AIM
The required output is the exact sequence of lines from the line holding "The component shall locate the bright" to the end of the records, inclusive.

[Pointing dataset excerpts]
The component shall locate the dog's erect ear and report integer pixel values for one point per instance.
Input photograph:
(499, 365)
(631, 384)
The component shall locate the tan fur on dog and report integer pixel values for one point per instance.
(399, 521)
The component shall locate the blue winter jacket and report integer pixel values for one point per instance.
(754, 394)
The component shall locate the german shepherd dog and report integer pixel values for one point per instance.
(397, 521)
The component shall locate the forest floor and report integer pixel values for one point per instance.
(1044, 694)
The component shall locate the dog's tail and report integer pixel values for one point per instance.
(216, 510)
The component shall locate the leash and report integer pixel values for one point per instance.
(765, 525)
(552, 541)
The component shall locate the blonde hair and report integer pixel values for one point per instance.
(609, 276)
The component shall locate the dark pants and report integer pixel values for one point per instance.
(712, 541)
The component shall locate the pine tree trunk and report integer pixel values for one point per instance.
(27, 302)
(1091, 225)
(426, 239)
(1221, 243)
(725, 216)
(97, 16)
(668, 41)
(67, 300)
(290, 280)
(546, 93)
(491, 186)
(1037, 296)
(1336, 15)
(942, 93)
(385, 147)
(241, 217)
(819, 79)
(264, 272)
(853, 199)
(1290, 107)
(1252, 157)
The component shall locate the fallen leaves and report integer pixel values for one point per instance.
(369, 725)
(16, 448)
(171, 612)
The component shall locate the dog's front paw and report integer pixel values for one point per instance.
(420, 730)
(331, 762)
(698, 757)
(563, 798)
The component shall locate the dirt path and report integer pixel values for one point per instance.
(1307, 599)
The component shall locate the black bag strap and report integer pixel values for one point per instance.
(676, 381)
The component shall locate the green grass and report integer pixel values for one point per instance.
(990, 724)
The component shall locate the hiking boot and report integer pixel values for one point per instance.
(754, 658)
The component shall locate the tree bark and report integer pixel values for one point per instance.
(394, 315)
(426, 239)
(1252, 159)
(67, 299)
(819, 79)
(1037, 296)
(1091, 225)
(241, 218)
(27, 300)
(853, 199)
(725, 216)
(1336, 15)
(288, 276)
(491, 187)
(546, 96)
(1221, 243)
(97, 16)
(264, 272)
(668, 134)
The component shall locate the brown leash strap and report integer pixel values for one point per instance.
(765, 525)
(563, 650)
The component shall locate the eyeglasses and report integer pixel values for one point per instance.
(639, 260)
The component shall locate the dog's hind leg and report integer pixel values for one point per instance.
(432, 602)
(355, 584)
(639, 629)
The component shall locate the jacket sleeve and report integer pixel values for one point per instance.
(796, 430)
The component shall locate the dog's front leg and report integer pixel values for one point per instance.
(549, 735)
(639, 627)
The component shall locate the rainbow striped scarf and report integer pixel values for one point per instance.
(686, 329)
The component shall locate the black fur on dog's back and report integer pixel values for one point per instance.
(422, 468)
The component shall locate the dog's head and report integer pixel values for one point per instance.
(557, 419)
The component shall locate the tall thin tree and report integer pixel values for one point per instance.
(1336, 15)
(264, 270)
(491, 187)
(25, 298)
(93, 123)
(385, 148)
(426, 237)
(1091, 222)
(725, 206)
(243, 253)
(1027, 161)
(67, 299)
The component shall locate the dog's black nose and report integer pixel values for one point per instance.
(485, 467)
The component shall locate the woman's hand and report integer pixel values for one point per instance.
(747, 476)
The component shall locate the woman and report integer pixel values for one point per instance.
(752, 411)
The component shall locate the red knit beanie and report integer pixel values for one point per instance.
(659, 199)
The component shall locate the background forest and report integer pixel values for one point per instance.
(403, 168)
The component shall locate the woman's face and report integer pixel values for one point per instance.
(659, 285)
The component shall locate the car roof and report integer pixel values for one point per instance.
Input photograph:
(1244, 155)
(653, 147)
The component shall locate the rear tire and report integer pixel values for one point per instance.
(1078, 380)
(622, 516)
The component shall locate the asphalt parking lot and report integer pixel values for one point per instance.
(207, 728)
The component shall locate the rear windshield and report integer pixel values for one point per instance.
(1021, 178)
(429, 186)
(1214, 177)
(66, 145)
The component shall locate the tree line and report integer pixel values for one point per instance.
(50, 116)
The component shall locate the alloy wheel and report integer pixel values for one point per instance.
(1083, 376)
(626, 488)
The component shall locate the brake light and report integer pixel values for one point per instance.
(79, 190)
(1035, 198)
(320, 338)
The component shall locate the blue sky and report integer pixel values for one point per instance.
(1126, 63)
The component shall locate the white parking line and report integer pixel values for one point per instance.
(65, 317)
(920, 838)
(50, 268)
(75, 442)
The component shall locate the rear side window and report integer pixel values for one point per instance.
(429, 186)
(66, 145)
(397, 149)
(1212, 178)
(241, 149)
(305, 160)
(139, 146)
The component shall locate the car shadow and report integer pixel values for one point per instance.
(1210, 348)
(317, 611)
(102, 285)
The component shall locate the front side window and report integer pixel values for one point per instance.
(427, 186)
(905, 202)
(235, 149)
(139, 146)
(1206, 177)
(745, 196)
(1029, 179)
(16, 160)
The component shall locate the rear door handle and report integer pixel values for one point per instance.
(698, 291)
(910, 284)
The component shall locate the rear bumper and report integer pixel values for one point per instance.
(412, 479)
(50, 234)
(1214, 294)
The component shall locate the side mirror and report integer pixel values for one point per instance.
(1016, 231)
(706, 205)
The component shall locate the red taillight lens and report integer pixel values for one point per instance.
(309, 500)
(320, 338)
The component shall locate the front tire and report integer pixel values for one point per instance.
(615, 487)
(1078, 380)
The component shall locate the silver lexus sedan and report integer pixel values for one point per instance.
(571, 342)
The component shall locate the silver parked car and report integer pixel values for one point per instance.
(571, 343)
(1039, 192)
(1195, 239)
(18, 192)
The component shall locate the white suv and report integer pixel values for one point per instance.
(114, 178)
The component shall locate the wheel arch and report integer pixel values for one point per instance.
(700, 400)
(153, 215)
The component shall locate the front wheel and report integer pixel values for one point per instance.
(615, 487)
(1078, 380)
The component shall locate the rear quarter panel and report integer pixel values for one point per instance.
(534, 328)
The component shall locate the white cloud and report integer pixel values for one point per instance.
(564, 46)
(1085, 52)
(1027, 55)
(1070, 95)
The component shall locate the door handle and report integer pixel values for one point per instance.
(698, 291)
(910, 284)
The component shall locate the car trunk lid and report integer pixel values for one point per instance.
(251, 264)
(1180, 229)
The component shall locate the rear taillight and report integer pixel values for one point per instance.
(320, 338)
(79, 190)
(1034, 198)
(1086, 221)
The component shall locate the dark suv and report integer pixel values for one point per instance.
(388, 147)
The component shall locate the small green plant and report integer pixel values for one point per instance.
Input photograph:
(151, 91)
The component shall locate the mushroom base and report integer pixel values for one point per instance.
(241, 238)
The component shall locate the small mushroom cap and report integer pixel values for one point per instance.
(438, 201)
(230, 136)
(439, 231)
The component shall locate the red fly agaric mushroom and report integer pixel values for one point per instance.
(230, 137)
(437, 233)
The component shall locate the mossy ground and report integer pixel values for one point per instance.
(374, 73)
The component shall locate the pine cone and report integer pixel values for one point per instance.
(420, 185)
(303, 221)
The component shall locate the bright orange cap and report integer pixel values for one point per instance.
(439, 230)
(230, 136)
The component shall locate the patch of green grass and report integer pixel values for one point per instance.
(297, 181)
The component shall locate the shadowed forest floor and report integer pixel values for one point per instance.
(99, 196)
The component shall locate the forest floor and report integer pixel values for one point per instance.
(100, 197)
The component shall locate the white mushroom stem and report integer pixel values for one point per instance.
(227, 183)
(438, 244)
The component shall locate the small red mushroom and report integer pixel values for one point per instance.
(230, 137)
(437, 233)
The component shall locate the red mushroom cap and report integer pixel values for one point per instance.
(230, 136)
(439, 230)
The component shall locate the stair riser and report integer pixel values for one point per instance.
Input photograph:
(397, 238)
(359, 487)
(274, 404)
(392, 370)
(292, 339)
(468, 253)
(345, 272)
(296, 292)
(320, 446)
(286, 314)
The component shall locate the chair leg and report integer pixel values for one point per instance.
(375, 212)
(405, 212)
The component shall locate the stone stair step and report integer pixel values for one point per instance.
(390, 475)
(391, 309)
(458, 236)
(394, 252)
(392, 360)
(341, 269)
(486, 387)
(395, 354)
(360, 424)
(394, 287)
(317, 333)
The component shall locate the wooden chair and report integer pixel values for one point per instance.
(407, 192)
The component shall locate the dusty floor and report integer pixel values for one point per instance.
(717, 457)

ANSWER TO THIS TASK
The component shall locate the bright orange cap and report integer pixel values for one point per instance.
(439, 230)
(230, 136)
The component shall locate the patch of green grass and report integer pixel values for one point per instance.
(297, 181)
The component shall locate the shadowed forest floor and report integer pixel values for one point per instance.
(99, 196)
The component shall locate the forest floor and report integer pixel values for one point per instance.
(100, 197)
The component shall locate the white mushroom stem and report integer pixel values for one point per instance.
(227, 183)
(438, 244)
The component shall locate the small red mushroom and report integer pixel values for one point per instance.
(230, 137)
(437, 233)
The component shall locate the red mushroom cap and report integer pixel values for one point per instance.
(230, 136)
(439, 230)
The component shall locate the stair riser and report integer pixel values for one point per instance.
Input photograph:
(397, 238)
(359, 487)
(274, 404)
(392, 370)
(292, 339)
(468, 253)
(345, 272)
(296, 292)
(320, 446)
(286, 314)
The component shall locate the chair leg and report integer pixel values for one point per instance.
(375, 212)
(405, 212)
The component shall locate the stone stair step and report integer pixel values for one point per instance.
(390, 475)
(391, 309)
(458, 236)
(394, 252)
(392, 360)
(341, 269)
(486, 387)
(395, 354)
(360, 424)
(394, 287)
(317, 333)
The component shall locate the wooden chair and report integer pixel values for one point per instance.
(407, 192)
The component shall locate the dusty floor and report integer pixel values for one point per instance.
(717, 457)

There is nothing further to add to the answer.